--- ARTICLE ---

══════════════════════════════

Bug #5318

puppet master behind passenger does not re-parse manifests correctly when running with default environment.

Added by Dan Bode over 1 year ago. Updated 4 months ago.

Status:Closed Start date:11/16/2010
Priority:Urgent Due date:
Assignee:Daniel Pittman % Done:

0%

Category:compiler
Target version:2.6.9
Affected Puppet version:2.6.0 Branch:
Keywords:
Votes: 7

Description

When running puppet behind passenger

  • apache - 2.2.3
  • puppet 2.6.3
  • rack 1.1.0
  • passenger - 2.2.11
  • centos 5.4
  • ruby 1.8.5

site.pp

node default {
  file { '/tmp/two/three':
    content => 'blah',
    mode => '661',
  }
}

when I change the mode of the file resource, I have to run the client twice for it to detect the change.

after changing the manifest, do the dishes, run pupppet:

puppetd -t
info: Loading facts in certname
info: Loading facts in certname
info: Caching catalog for puppetclient
info: Applying configuration version '1289885403'
notice: Finished catalog run in 0.20 seconds
[root@puppetmaster templates]# puppetd -t
info: Loading facts in certname
info: Loading facts in certname
info: Caching catalog for puppetclient
info: Applying configuration version '1289886035'
notice: /Stage[main]//Node[default]/File[/tmp/two/three]/mode: mode changed '664' to '661'
notice: Finished catalog run in 0.20 seconds

I could not reproduce with edp.

If I turn off apache and turn the puppetmaster service on (webbrick), this issue goes away.


Related issues

related to Puppet - Bug #4397: A toplevel class is shadowing a class inside a namespace ... Closed 07/29/2010
related to Puppet - Bug #4344: Templates fails sometimes on 2.6 Closed 07/23/2010
related to Puppet - Bug #4257: include ::foo is not working anymore Closed 07/16/2010
related to Puppet - Bug #8433: Seemingly random failures after 2.7.1 Accepted 07/15/2011
related to Puppet - Bug #8033: Puppet 2.7 => cannot find classes Duplicate 06/21/2011
related to Puppet - Refactor #7703: Handling of Known Resource Types data in the environment ... Accepted 05/27/2011
duplicated by Puppet - Bug #12397: Puppet doesn't work initially after touch'ing any .pp sou... Accepted 02/02/2012
duplicated by Puppet - Bug #8750: puppetmaster needs restart to pick up on changes in types... Accepted 08/03/2011
blocks Puppet Acceptance - Bug #5541: Tests run agent multiple times...because you have to. Closed 12/13/2010

History

Updated by John Warburton over 1 year ago

FYI – on my environment, I do not see this. All home compiled. Most interesting would be the later version of passenger:

  • Solaris 10 Update 8
  • puppet (2.6.3rc3)

══════════════════════════════

--- RECORDS PROVIDED ---
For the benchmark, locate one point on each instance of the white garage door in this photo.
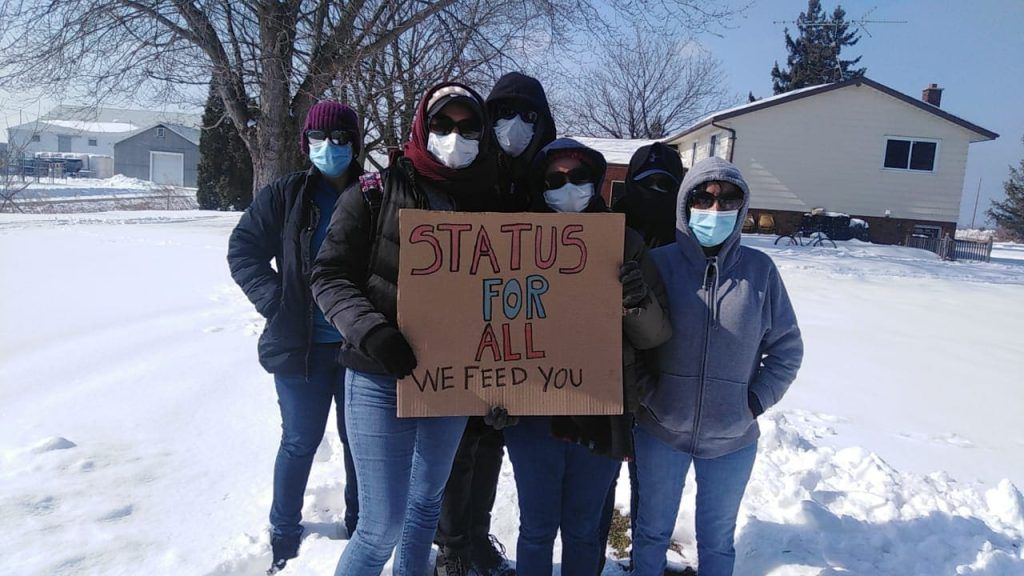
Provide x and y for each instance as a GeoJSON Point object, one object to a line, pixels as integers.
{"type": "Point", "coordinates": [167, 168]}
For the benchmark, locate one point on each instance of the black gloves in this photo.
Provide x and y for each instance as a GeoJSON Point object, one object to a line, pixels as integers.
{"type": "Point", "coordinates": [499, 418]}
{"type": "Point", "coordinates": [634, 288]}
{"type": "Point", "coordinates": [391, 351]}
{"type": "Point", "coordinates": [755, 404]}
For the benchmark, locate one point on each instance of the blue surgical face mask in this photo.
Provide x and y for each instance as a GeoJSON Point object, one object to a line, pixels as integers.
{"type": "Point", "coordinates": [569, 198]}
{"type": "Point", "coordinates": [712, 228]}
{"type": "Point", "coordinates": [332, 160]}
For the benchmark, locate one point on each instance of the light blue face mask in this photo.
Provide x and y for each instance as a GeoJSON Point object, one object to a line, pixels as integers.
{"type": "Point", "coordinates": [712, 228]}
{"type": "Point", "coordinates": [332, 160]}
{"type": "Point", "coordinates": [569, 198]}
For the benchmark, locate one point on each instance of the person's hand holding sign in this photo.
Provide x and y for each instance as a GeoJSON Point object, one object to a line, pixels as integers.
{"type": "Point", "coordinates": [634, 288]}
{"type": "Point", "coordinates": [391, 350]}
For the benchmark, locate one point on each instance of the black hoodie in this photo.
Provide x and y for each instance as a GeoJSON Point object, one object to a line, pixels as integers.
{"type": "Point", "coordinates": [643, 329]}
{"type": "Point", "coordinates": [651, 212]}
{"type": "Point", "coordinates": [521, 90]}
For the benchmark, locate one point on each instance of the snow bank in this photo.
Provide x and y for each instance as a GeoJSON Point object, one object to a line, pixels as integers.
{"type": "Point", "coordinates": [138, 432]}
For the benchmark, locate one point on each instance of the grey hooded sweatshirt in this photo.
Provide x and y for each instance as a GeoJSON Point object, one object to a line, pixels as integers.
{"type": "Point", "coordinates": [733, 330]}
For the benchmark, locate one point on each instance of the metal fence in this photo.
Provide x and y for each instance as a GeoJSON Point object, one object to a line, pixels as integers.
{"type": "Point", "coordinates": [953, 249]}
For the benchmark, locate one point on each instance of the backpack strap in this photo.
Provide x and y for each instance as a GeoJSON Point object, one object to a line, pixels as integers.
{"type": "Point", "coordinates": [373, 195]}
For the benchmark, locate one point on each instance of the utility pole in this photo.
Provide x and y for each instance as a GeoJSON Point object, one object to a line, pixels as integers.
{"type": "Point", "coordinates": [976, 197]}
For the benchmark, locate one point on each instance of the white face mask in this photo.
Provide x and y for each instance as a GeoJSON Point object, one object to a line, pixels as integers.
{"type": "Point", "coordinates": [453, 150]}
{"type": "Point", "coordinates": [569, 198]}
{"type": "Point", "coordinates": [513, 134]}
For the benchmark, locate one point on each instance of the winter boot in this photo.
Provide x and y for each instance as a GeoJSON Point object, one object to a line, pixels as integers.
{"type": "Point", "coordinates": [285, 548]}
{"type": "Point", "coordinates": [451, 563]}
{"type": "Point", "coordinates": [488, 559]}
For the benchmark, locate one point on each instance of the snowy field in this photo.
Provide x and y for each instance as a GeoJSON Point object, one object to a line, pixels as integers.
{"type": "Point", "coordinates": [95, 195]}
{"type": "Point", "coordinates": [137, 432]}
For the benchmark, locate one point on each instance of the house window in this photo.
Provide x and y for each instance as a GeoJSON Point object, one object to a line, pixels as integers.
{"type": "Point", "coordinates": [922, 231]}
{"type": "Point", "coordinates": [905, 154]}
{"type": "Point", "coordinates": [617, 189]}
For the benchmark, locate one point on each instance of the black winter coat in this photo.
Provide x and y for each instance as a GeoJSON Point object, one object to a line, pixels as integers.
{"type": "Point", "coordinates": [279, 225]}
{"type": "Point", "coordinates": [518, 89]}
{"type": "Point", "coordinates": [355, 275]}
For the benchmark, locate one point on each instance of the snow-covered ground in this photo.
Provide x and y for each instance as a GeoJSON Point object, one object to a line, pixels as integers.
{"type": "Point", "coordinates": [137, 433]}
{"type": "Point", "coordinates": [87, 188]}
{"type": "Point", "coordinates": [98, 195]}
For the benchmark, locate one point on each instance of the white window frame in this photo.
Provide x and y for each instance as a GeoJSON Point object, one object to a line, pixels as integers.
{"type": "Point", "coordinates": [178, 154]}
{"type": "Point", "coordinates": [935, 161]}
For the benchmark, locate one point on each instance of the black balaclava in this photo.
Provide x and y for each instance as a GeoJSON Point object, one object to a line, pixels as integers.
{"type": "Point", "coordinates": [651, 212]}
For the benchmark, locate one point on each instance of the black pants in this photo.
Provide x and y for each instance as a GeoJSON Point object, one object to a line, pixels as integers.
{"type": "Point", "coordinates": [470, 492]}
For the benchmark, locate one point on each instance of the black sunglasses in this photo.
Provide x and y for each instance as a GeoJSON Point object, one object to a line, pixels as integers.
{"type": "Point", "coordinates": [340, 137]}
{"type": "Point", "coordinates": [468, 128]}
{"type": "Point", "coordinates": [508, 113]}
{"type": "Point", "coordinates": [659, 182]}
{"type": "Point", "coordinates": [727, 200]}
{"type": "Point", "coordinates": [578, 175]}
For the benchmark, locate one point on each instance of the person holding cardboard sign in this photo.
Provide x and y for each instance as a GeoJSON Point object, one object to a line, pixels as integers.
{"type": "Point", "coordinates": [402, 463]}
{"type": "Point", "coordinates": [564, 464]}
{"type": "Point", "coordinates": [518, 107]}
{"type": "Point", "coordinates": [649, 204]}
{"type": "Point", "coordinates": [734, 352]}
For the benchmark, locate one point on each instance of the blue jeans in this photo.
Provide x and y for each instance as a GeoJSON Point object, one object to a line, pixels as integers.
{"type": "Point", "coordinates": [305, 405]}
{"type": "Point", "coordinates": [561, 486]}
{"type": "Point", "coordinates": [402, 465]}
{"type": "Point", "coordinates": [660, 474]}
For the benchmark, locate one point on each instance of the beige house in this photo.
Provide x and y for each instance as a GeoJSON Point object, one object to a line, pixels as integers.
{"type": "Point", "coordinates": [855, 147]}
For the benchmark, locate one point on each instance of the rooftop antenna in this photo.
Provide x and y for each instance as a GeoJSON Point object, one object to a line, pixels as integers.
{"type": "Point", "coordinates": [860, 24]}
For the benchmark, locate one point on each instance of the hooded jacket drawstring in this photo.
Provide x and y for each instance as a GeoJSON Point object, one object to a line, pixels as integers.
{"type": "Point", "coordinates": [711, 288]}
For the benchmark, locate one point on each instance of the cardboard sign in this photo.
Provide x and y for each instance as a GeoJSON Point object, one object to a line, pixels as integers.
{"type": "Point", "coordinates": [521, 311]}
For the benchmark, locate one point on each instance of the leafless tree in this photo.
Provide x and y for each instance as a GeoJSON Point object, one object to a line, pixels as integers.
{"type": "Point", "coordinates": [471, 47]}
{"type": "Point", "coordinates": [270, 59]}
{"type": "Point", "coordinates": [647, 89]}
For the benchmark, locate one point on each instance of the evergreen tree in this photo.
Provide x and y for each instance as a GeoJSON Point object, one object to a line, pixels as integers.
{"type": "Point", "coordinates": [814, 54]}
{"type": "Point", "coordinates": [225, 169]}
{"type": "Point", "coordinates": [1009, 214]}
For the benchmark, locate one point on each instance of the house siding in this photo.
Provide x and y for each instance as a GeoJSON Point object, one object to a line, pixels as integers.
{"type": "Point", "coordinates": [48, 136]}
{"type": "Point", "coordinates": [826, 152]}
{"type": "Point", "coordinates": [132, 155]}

══════════════════════════════

--- THINGS TO DO ---
1. List every software component in the environment bullet list of the bug report's description, each with its version.
2. Copy out the entries from the line containing "siding in this photo." through the final line of the entries, keeping each line unchanged.
The bug report and the entries are unrelated to each other.

--- SOLUTIONS FOR EACH TASK ---
1.
apache - 2.2.3
puppet 2.6.3
rack 1.1.0
passenger - 2.2.11
centos 5.4
ruby 1.8.5

2.
For the benchmark, locate one point on each instance of the house siding in this photo.
Provide x and y for each instance as a GeoJSON Point object, one object to a line, pixels as integers.
{"type": "Point", "coordinates": [48, 136]}
{"type": "Point", "coordinates": [826, 152]}
{"type": "Point", "coordinates": [132, 155]}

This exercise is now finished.